───── Given data

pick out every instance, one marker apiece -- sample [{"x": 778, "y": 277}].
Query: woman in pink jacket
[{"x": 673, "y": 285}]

──────────
───── Given data

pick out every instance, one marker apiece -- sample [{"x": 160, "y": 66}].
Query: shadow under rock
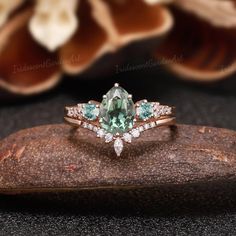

──────────
───── Given data

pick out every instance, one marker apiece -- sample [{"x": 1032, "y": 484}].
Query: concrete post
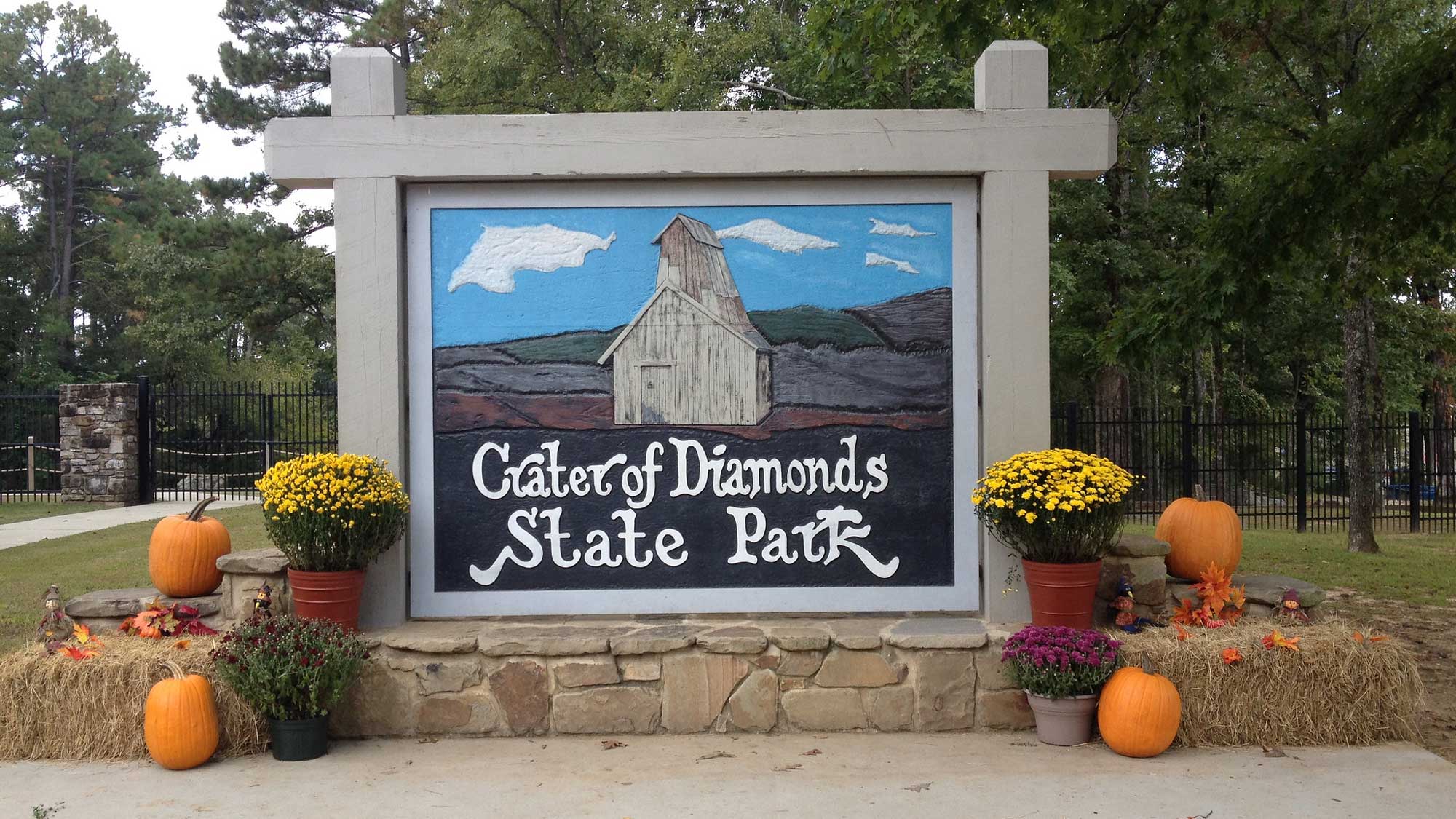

──────────

**Given instruction:** Find each line above that contains the word "Query", and copy those lines out in full.

**Exercise solution:**
Query: woman in pink jacket
Query: shadow under rock
Query: concrete post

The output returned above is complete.